* [Work instruction] Everything in the listing below needs to be retyped exactly.

- Opening Delimiter -

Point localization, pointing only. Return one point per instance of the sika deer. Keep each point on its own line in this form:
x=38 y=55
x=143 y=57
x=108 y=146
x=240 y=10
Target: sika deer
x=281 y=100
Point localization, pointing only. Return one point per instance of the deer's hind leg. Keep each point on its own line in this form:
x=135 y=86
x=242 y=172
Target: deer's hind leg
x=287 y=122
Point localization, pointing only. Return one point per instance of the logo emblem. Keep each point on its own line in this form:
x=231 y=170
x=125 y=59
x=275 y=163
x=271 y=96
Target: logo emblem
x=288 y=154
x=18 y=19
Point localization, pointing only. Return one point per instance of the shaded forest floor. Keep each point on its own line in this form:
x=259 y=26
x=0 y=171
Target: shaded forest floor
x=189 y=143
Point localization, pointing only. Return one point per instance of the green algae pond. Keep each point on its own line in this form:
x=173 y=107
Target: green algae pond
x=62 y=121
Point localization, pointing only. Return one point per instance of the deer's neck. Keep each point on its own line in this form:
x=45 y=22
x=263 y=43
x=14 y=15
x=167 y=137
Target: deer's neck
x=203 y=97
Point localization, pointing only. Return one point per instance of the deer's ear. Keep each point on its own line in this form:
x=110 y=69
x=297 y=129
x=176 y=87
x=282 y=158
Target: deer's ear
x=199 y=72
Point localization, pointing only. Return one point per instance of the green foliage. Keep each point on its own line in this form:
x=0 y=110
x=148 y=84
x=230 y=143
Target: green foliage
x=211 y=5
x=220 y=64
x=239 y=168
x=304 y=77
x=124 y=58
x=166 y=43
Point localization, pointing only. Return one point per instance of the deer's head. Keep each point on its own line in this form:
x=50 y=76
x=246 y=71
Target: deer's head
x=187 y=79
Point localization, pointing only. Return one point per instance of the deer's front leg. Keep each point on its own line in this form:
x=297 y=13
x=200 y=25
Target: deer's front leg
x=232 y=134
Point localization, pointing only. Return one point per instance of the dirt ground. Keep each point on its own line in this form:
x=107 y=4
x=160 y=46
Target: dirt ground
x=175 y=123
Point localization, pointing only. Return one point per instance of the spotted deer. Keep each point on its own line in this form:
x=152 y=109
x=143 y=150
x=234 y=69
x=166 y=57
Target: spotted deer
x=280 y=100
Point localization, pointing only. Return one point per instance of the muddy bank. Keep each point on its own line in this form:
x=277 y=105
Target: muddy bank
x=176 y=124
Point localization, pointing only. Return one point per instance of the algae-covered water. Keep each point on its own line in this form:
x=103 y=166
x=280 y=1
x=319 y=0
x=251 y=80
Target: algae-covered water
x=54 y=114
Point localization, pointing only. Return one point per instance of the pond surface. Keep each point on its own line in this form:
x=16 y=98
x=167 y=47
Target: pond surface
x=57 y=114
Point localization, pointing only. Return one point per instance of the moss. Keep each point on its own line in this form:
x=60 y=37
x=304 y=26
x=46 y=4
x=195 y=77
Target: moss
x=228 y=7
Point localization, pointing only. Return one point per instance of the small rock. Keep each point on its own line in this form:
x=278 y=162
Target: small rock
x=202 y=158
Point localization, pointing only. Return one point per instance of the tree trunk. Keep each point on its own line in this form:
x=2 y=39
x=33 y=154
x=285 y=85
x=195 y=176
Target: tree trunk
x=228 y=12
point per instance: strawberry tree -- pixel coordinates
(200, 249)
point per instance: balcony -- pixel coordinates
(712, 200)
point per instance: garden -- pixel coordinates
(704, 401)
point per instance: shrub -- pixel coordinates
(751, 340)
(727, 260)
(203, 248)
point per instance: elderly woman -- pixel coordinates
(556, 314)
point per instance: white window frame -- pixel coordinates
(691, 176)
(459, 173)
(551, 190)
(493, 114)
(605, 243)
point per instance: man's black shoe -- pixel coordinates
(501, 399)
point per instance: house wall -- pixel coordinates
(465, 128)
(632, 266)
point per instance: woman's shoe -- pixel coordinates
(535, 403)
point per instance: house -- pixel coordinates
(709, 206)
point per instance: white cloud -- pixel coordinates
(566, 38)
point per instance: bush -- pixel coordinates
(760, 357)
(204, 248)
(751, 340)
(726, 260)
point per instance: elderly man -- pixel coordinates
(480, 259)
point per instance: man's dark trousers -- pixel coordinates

- Closing Delimiter -

* [Answer box]
Point localization, pointing only. Return one point per instance of the sika deer. Keep each point on its own line in this form:
x=38 y=55
x=143 y=57
x=108 y=146
x=240 y=10
Target: sika deer
x=281 y=100
Point localization, pointing only. Return one point per instance of the deer's hind leg. Keep each point on its own line in this form:
x=135 y=86
x=242 y=172
Target: deer's hind leg
x=287 y=122
Point localization, pointing only. Return one point per instance of the logo emblem. Keep each point on its own line in this form:
x=231 y=170
x=125 y=59
x=275 y=163
x=271 y=96
Target: logo emblem
x=288 y=154
x=18 y=19
Point localization, pointing only. Return one point per instance of the shaded forest floor. Keep each point on its own line in this form:
x=259 y=26
x=0 y=171
Target: shaded forest floor
x=189 y=143
Point localization, pointing only. Return one point per instance of the green algae pond. Keep each point on its own line in this form:
x=173 y=107
Target: green algae pond
x=62 y=121
Point localization, pointing only. Return one point per instance of the deer's neck. Keep each point on its own line in this form:
x=45 y=22
x=263 y=43
x=14 y=15
x=167 y=137
Target: deer's neck
x=203 y=97
Point localization, pointing only. Return one point per instance of the deer's ear. Keep each point on its own line in this form:
x=110 y=69
x=297 y=129
x=176 y=87
x=282 y=158
Target: deer's ear
x=199 y=72
Point localization, pointing only. Return one point per instance of the green foliage. Keep each point on its own line in this form:
x=0 y=110
x=148 y=84
x=230 y=143
Target: green foliage
x=211 y=5
x=220 y=64
x=239 y=168
x=304 y=77
x=124 y=58
x=166 y=43
Point localization, pointing only. Return one point per instance of the deer's head. Keep each point on its own line in this form:
x=50 y=76
x=246 y=71
Target: deer's head
x=187 y=79
Point localization, pointing only. Return one point per instance of the deer's front leg. Keep each point on its own line in this form:
x=297 y=13
x=200 y=25
Target: deer's front leg
x=232 y=134
Point localization, pointing only. Return one point per instance of the dirt ground. Keep each point on its own line in this form:
x=107 y=4
x=160 y=46
Target: dirt ground
x=175 y=123
Point localization, pointing only. Return one point per instance of the spotted deer. Keep each point on its own line in this form:
x=152 y=109
x=143 y=150
x=234 y=69
x=166 y=57
Target: spotted deer
x=280 y=100
Point localization, pointing only. Return one point per instance of the muddy bank. Keep each point on its own line in this form:
x=277 y=105
Target: muddy bank
x=176 y=124
Point localization, pointing only. Return one point per instance of the algae-covered water. Keep each point on its own line in this form:
x=103 y=166
x=280 y=1
x=319 y=0
x=251 y=80
Target: algae-covered water
x=54 y=114
Point localization, pointing only. Return one point per instance of the pond surface. Keep each point on its own line in this form:
x=16 y=98
x=167 y=47
Target: pond surface
x=57 y=114
Point localization, pointing only. Return one point per instance of the moss. Keep each point on its own line in this form:
x=60 y=37
x=304 y=26
x=46 y=4
x=195 y=77
Target: moss
x=228 y=7
Point localization, pointing only. Return one point per instance of the small rock. Keep each point on its own line in this form:
x=278 y=162
Target: small rock
x=202 y=158
Point localization, pointing only. Return one point per instance of the tree trunk. Keep each point on its own line in this form:
x=2 y=39
x=33 y=154
x=285 y=85
x=195 y=176
Target: tree trunk
x=228 y=12
point per instance: strawberry tree -- pixel coordinates
(200, 249)
point per instance: balcony -- pixel coordinates
(712, 200)
point per instance: garden -- pixel coordinates
(704, 401)
point per instance: shrub -- pixel coordinates
(751, 340)
(727, 260)
(203, 248)
point per instance: elderly woman -- pixel coordinates
(556, 314)
point per instance: white window frame -- pixel coordinates
(691, 176)
(459, 173)
(551, 190)
(493, 114)
(605, 243)
point per instance: man's black shoe -- pixel coordinates
(501, 399)
point per instance: house wall -- pixel coordinates
(465, 128)
(632, 266)
point per instance: woman's shoe -- pixel coordinates
(535, 403)
point per instance: house -- pixel coordinates
(709, 206)
point per instance: white cloud -- pixel coordinates
(566, 38)
point per instance: bush -- pixel coordinates
(760, 357)
(204, 248)
(751, 340)
(726, 260)
point per instance: elderly man -- pixel coordinates
(480, 259)
point per instance: man's dark trousers -- pixel coordinates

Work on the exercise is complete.